Task directions → Could you rewrite every one of the items below, swapping "set down one marker" for "place a single point" wherever it occurs and keeping all other text unchanged?

(Stored items)
+ + +
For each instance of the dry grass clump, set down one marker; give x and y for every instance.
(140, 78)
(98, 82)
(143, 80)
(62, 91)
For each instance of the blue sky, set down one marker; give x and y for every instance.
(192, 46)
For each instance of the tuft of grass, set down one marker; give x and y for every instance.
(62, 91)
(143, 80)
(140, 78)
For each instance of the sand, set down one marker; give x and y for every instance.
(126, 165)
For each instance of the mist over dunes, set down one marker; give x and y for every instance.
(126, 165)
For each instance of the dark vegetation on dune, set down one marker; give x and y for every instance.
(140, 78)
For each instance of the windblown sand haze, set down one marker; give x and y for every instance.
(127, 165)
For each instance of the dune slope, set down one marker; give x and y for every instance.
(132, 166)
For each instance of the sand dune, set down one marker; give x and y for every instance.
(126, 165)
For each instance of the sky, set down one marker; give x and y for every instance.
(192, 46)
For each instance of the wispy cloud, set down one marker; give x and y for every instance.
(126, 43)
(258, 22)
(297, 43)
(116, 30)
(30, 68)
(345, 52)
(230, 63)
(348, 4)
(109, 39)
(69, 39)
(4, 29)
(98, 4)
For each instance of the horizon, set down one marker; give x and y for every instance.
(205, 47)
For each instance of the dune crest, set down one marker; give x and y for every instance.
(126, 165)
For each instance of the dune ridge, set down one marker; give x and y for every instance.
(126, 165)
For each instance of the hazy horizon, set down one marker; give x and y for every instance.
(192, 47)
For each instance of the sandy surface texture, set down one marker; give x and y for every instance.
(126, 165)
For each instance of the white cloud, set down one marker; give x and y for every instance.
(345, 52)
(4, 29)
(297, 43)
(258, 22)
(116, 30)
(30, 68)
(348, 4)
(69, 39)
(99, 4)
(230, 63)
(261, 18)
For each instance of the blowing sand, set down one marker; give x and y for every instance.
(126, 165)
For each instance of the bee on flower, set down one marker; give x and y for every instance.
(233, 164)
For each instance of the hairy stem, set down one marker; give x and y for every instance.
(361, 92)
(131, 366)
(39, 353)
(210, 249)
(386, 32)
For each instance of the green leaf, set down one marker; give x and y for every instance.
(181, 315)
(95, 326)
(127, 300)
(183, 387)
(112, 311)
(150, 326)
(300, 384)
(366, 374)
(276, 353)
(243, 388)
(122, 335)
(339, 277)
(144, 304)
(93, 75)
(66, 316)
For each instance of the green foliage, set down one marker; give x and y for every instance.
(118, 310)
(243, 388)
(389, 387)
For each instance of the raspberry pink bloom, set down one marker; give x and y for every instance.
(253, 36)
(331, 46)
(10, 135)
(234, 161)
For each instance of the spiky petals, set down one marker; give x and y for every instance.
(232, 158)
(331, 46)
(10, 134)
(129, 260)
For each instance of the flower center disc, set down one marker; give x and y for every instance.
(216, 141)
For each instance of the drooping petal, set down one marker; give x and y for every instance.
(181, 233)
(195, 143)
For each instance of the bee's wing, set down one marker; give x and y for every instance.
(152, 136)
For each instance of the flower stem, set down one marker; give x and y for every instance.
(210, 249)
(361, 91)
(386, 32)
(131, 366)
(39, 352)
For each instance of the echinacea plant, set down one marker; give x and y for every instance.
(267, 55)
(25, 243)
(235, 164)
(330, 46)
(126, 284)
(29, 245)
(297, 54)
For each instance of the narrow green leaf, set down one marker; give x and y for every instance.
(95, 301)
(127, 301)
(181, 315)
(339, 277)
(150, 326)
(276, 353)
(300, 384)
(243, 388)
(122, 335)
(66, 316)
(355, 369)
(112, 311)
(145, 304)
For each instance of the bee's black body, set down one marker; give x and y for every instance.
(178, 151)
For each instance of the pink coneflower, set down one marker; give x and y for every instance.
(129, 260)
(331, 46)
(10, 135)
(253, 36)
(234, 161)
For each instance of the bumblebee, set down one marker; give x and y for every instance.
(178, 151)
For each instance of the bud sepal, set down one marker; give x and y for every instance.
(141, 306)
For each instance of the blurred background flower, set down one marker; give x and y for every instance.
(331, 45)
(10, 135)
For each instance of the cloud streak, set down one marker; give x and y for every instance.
+ + +
Reply →
For each instance of the dry grass clump, place a single point; give x and y for every instance.
(140, 78)
(98, 82)
(143, 80)
(62, 91)
For each instance of the blue sky, place a single point; give x and y for every instance.
(192, 46)
For each instance of the tuft of grass, place a single point; give x and y for every instance.
(62, 91)
(143, 80)
(140, 78)
For each instance of the sand, place a single point; give x and y for every instance.
(126, 165)
For each instance of the mist over dunes, place a single point; give x and y for every instance.
(126, 165)
For each instance of the dark vegetation on dune, place a single point; give x and y for every instance.
(140, 78)
For each instance of the windblown sand haze, place a single point; give x and y for every instance.
(127, 165)
For each instance of the dune slope, place a single point; give x and y for every instance.
(132, 166)
For each instance of the sand dune, place a single point; give x and y for every instance.
(126, 165)
For each instance of the sky, place a single point; give x and y for every instance.
(192, 46)
For each instance of the wispy cloud, place a single point; give x and y for every instance.
(126, 43)
(258, 22)
(297, 43)
(116, 30)
(30, 68)
(345, 52)
(230, 63)
(348, 4)
(109, 39)
(69, 39)
(4, 29)
(98, 4)
For each instance of the horizon, place a single point; give x and y for every instance.
(205, 47)
For each instance of the dune crest, place a single point; give x and y for every instance.
(126, 165)
For each instance of the dune ridge, place a single point; give x and y for every instance.
(126, 165)
For each instance of the hazy horizon, place a single point; give x and y for every instance.
(192, 47)
For each instance of the sandy surface texture, place a single point; give x and y for every instance.
(126, 165)
For each instance of the white cloud, place a single point; give x and y for every instance.
(345, 52)
(4, 29)
(297, 43)
(258, 22)
(116, 30)
(30, 68)
(348, 4)
(69, 39)
(99, 4)
(230, 63)
(261, 18)
For each instance of the blowing sand, place a single point; give x and y for every instance.
(126, 165)
For each instance of the bee on flower, place a single point; give x and y for every instance.
(233, 164)
For each instance of the hairy stem, place a single point; give x and y for every instance.
(361, 92)
(131, 366)
(39, 353)
(210, 249)
(386, 32)
For each instance of the green leaf, place a single point; give x and y for every instance.
(181, 315)
(95, 326)
(127, 300)
(183, 387)
(112, 311)
(150, 326)
(300, 384)
(366, 374)
(276, 353)
(243, 388)
(122, 335)
(339, 277)
(144, 304)
(93, 75)
(66, 316)
For each instance of the green foliage, place a single point; give x and y for every instance.
(118, 310)
(243, 388)
(389, 387)
For each instance of the raspberry pink bloom, place a single point; give x and y for every instance.
(253, 36)
(331, 46)
(10, 135)
(234, 161)
For each instance of the spiky petals, place a single point; give x and y for every instance.
(232, 158)
(331, 46)
(10, 134)
(129, 260)
For each instance of the flower center disc, place a single point; give x and y for every instance.
(216, 141)
For each instance of the drooping petal, place a single point; give x and y for every instance.
(181, 233)
(195, 143)
For each instance of the bee's wing, place a single point; give x and y for every instance.
(152, 136)
For each instance of the flower stem, place a single point; give x and y for every instance.
(210, 249)
(361, 91)
(386, 32)
(131, 366)
(39, 352)
For each instance of the echinacea plant, place a single point; give x and y for every instance.
(267, 55)
(25, 243)
(235, 164)
(330, 46)
(126, 284)
(29, 245)
(297, 54)
For each instance of the narrow green leaf, place a single point; give x and y for every instance.
(95, 301)
(127, 301)
(181, 315)
(339, 277)
(150, 326)
(276, 353)
(300, 384)
(243, 388)
(122, 335)
(66, 316)
(355, 369)
(112, 311)
(145, 304)
For each instance of the bee's black body, place a single point; give x and y for every instance.
(178, 151)
For each instance of the pink coneflower, place a single point; give x and y for every instance.
(129, 260)
(331, 46)
(10, 135)
(253, 36)
(234, 161)
For each instance of the bumblebee, place a single point; give x and y for every instance.
(178, 151)
For each instance of the bud sepal, place a single point; give x and y for every instance.
(141, 306)
For each instance of the blurred background flower, place a single point; give x and y for every instance.
(331, 45)
(10, 135)
For each instance of the cloud streak, place a single point; give x and y for every instance.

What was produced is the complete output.